■ **BRIEF**: When you output the records, match them exactly and omit any picture they include.

■ **MATERIAL SUPPLIED**:
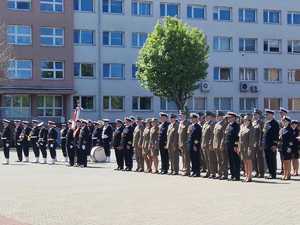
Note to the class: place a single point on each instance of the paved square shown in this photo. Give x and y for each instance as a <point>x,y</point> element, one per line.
<point>34,194</point>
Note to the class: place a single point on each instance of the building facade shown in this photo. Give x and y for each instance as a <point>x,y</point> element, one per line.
<point>254,58</point>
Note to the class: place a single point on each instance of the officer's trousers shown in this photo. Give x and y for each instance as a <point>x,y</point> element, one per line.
<point>164,157</point>
<point>234,162</point>
<point>119,157</point>
<point>271,159</point>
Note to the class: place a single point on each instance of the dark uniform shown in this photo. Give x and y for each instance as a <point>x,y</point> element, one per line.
<point>6,138</point>
<point>18,139</point>
<point>63,134</point>
<point>270,139</point>
<point>25,141</point>
<point>43,138</point>
<point>34,141</point>
<point>194,140</point>
<point>116,144</point>
<point>70,146</point>
<point>231,139</point>
<point>83,143</point>
<point>162,141</point>
<point>126,141</point>
<point>52,143</point>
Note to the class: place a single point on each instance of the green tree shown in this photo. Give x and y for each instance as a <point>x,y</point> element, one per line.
<point>173,61</point>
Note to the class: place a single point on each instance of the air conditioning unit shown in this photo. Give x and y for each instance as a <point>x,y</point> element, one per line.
<point>244,87</point>
<point>254,89</point>
<point>205,86</point>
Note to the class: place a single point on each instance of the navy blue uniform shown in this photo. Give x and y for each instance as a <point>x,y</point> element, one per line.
<point>231,139</point>
<point>162,141</point>
<point>270,139</point>
<point>126,141</point>
<point>195,133</point>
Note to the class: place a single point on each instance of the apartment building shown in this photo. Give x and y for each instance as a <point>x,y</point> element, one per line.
<point>39,81</point>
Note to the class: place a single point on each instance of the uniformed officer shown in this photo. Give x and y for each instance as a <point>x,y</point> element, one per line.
<point>218,145</point>
<point>258,156</point>
<point>270,142</point>
<point>70,145</point>
<point>194,142</point>
<point>207,146</point>
<point>83,142</point>
<point>34,133</point>
<point>117,145</point>
<point>52,140</point>
<point>42,141</point>
<point>295,149</point>
<point>137,144</point>
<point>146,146</point>
<point>7,137</point>
<point>172,145</point>
<point>106,138</point>
<point>127,136</point>
<point>183,143</point>
<point>286,147</point>
<point>63,135</point>
<point>231,139</point>
<point>18,132</point>
<point>154,144</point>
<point>25,140</point>
<point>162,140</point>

■ **TASK ANSWER**:
Note to the class: place a single point on each instance of the paved square shown in this photo. Give x and y for each instance as a <point>x,y</point> element, one per line.
<point>34,194</point>
Note to the class: place a single point on each instance of the building facade shown in this photo. Give x and y for each instance as a <point>x,y</point> element, one per line.
<point>254,58</point>
Note to the class: place a single point on each instance of the officer's trousers shown in this photo. Give x and y for each instance as a <point>x,y</point> element, one per line.
<point>164,157</point>
<point>234,162</point>
<point>119,157</point>
<point>271,159</point>
Note to the class: place a single point on each instance of the dark uniform shown in this photo. Give x and y for each instance as a <point>x,y</point> element, one per line.
<point>6,138</point>
<point>18,139</point>
<point>63,134</point>
<point>270,139</point>
<point>25,141</point>
<point>43,138</point>
<point>34,141</point>
<point>194,140</point>
<point>116,144</point>
<point>70,146</point>
<point>231,139</point>
<point>83,143</point>
<point>162,141</point>
<point>126,141</point>
<point>52,143</point>
Note to the class: place a single point on each instance of the green tree shown in this photo. Give x and y for each instance as a <point>x,y</point> element, one per line.
<point>173,61</point>
Note to the class: place a single point on each instance of the air conditioning unit shown in this photo. Give x and y for each instance as a <point>x,y</point> element, one per line.
<point>244,87</point>
<point>254,89</point>
<point>205,86</point>
Note to the class: place a single point on each instance of the navy blue uniform shown in this photo. Give x and y for each instance as a <point>x,y</point> element, one per line.
<point>231,139</point>
<point>162,141</point>
<point>270,139</point>
<point>126,141</point>
<point>195,133</point>
Note to the class: place a single point on each instance of the apartment building shown in this photo. Give x and y for each instance as a <point>x,y</point> element, one per line.
<point>39,81</point>
Note to the class: place a single point on each instance of the uniformed officer shown in this photo. Give x and y for each instance as a <point>x,y</point> element, one per line.
<point>218,145</point>
<point>258,156</point>
<point>270,142</point>
<point>70,145</point>
<point>194,142</point>
<point>207,146</point>
<point>83,142</point>
<point>34,133</point>
<point>117,145</point>
<point>52,140</point>
<point>42,141</point>
<point>295,149</point>
<point>137,144</point>
<point>146,146</point>
<point>7,137</point>
<point>172,145</point>
<point>106,138</point>
<point>127,136</point>
<point>183,143</point>
<point>286,147</point>
<point>63,135</point>
<point>231,139</point>
<point>18,132</point>
<point>154,144</point>
<point>25,140</point>
<point>162,140</point>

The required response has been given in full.